PROBLEM DESCRIPTION — Beneath this task are records; print exactly the stretch of them from the line with "Target: shadow of tree" through the line with "Exercise. Put one marker on every instance of the shrub", both ends included.

THE DATA —
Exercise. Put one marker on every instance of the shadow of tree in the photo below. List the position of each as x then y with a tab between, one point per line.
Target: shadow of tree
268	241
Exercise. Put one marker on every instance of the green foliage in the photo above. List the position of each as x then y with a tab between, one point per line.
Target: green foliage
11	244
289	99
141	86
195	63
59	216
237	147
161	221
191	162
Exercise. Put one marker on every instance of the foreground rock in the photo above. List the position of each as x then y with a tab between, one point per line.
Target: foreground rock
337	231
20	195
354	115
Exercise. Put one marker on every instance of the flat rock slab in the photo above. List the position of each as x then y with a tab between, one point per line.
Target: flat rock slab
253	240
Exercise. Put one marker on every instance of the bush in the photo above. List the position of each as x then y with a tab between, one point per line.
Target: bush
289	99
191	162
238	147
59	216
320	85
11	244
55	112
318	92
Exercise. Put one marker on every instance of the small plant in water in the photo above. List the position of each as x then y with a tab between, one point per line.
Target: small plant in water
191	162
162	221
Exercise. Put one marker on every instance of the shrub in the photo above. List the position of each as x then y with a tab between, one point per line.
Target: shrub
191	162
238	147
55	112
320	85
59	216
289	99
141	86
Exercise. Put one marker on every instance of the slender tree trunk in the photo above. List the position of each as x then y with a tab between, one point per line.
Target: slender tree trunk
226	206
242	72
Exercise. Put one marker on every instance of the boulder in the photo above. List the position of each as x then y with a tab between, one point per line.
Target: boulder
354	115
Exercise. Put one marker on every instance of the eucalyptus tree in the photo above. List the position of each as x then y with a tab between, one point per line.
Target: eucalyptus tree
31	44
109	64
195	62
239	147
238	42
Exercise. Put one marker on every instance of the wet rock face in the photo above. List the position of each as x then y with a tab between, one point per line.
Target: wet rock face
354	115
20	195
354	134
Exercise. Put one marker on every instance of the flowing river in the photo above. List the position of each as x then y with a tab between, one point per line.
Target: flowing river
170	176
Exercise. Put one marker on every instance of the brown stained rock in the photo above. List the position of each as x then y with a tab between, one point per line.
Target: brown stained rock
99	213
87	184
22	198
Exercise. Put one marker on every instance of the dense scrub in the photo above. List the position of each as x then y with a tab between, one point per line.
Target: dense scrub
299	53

SOLUTION TO THIS TASK —
Target: shadow of tree
268	241
Exercise. Put one marker on every instance of the green foliage in the photo above. List the position of each as x then y with a tab between, one point per line.
Target: green foliage
11	244
289	99
141	86
195	63
59	216
237	147
161	221
191	162
Exercise. Put one marker on every instance of the foreground rock in the photo above. List the position of each as x then y with a tab between, one point per line.
Target: foreground rock
337	231
20	195
354	115
Exercise. Put one marker on every instance of the flat rock slab in the photo above. List the position of each as x then y with a tab between, one point per line.
Target: flat rock slab
253	240
Exercise. Put one marker on every instance of the bush in the photo above. List the position of each as x then y with a tab between, one point per line.
Target: bush
289	99
191	162
238	147
59	216
320	85
11	244
55	112
318	92
Exercise. Put one marker on every instance of the small plant in water in the photo above. List the position of each as x then y with a tab between, one point per line.
Target: small plant in water
191	162
162	221
Exercise. Put one marker on every instance of the shrub in the photo above. List the position of each as x then y with a tab between, one point per line.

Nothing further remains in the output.